### Data supplied
»»

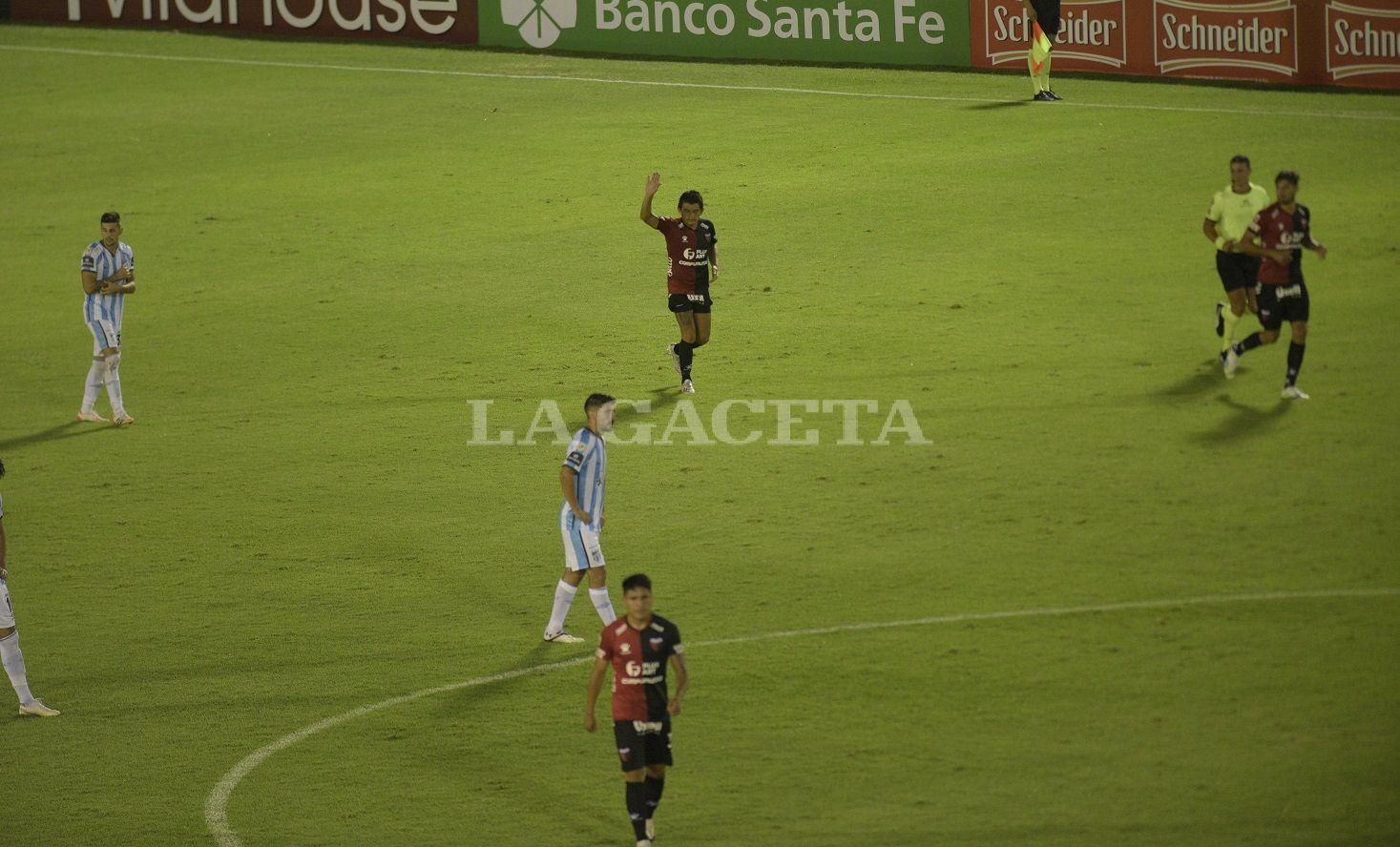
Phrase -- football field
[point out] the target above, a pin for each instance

««
»»

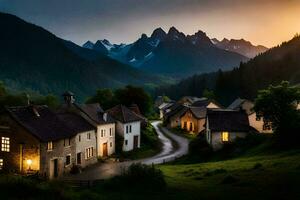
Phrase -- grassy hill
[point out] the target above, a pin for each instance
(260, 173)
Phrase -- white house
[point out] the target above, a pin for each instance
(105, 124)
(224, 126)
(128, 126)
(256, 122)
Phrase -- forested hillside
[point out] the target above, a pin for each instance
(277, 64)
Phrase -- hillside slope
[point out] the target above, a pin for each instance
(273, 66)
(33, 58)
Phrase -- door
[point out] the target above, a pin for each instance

««

### Task
Please locate each line in the entries above that contains the word "Phrase", and copy those lines out.

### The response
Phrase -- football field
Phrase -- grassy hill
Phrase -- white house
Phrase -- forested hillside
Phrase -- hillside slope
Phrase -- door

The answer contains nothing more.